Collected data
::::::
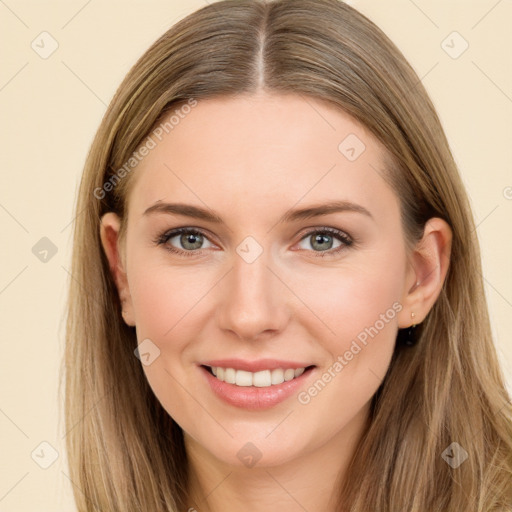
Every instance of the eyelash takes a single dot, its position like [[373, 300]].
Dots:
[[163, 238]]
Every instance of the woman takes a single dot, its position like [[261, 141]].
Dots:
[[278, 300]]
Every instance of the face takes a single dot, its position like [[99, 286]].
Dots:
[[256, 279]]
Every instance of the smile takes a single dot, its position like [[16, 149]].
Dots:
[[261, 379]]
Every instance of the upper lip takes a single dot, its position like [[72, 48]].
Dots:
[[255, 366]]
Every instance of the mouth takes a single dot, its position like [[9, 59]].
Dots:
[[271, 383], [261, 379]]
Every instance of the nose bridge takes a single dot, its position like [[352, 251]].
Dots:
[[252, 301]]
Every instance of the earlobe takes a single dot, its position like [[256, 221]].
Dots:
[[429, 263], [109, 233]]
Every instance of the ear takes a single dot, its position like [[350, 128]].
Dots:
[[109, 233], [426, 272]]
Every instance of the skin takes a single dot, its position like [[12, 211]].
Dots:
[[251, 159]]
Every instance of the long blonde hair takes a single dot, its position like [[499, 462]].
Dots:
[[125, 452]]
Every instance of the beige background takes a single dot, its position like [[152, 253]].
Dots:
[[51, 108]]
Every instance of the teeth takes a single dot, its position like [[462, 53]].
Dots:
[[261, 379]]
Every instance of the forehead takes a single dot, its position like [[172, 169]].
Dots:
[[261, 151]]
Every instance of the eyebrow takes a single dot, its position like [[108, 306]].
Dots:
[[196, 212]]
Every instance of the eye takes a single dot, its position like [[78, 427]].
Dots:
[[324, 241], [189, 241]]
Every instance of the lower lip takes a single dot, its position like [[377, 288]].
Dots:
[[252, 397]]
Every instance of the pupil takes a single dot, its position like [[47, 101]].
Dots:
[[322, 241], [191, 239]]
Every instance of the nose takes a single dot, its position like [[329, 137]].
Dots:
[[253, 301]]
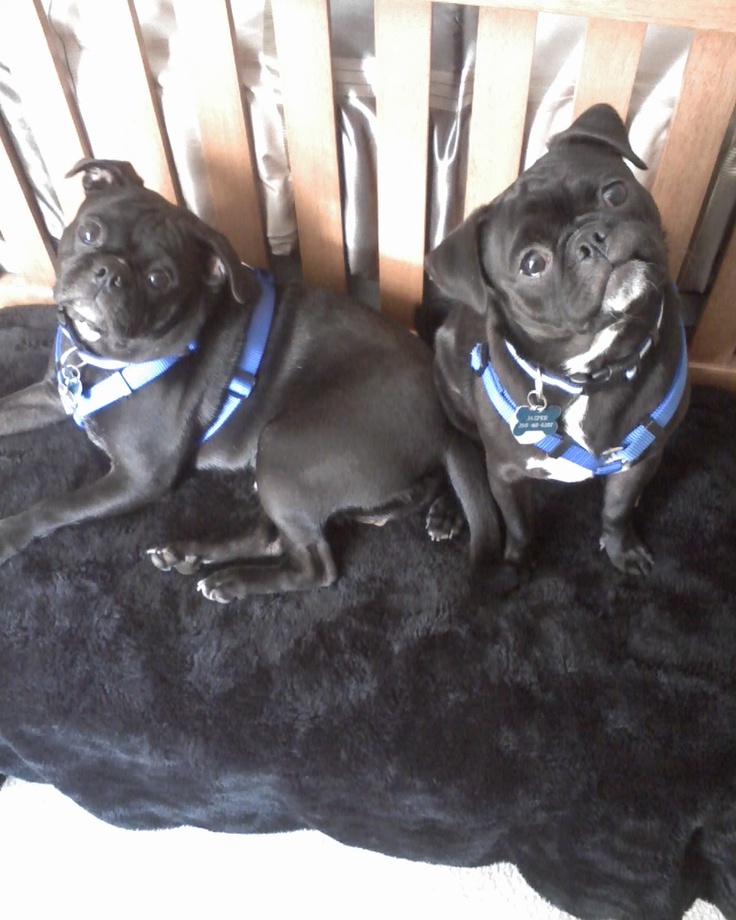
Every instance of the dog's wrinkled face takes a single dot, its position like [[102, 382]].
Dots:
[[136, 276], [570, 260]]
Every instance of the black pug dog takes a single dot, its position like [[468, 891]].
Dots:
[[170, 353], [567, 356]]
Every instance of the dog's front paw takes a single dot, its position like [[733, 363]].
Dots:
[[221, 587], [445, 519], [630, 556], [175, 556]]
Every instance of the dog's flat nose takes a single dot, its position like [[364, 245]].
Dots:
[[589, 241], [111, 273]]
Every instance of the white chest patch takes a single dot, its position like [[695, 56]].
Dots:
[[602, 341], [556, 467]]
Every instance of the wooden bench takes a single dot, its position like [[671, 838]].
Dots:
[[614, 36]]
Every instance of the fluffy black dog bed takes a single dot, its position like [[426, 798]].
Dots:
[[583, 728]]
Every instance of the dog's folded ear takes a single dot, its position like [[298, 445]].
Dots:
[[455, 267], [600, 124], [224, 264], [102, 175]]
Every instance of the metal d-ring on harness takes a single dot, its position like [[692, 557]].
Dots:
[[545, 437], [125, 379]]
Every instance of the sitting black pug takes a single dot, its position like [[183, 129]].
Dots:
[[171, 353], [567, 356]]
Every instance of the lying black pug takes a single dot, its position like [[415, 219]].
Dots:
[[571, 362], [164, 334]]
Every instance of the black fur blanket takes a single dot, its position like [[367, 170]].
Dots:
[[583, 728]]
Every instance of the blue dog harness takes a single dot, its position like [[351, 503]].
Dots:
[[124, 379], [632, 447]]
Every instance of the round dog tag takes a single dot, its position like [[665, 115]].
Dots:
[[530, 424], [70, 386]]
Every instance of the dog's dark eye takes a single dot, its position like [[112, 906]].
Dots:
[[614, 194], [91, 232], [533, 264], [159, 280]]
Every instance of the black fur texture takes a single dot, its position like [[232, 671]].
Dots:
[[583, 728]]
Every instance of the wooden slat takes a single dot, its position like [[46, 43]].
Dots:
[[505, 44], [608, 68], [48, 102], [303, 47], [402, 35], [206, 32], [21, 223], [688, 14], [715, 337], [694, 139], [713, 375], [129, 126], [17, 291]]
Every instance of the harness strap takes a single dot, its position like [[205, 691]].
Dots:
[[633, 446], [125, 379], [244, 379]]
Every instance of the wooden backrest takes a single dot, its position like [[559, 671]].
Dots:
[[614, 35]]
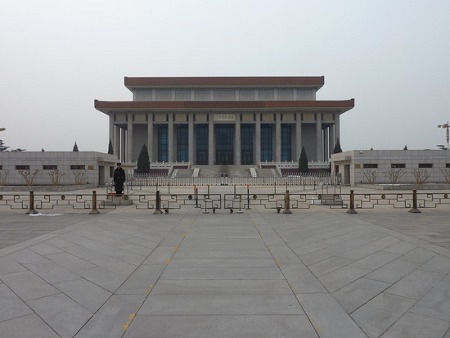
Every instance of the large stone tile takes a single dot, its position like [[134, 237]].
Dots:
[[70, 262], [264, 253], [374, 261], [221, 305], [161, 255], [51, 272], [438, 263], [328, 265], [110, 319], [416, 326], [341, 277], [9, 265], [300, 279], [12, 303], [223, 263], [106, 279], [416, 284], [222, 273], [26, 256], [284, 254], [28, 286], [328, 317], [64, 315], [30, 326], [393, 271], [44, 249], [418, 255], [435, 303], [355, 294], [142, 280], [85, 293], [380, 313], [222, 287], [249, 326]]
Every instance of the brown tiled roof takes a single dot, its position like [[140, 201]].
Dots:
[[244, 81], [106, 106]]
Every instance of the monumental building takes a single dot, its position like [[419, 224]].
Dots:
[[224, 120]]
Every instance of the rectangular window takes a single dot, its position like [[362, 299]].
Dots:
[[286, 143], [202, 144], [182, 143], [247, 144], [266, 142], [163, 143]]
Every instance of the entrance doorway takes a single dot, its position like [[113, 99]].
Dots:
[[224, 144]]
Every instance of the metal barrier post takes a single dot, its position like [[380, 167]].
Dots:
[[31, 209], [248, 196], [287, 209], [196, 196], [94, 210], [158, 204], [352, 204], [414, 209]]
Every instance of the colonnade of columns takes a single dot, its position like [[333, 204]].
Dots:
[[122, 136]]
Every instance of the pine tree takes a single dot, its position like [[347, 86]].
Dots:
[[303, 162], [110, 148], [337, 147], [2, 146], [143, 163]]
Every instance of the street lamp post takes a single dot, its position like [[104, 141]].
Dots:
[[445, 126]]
::::::
§ ABOUT THIS EXERCISE:
The answer should consist of all lines from the records above that hold the word "harness".

§ WRITTEN RESPONSE:
Every instance of the metal d-ring on harness takes a single dot, its position like [[692, 557]].
Every instance of the blue dog harness takes a single dot, its position like [[351, 503]].
Every instance of the harness strap takes a single dot, its position like [[205, 691]].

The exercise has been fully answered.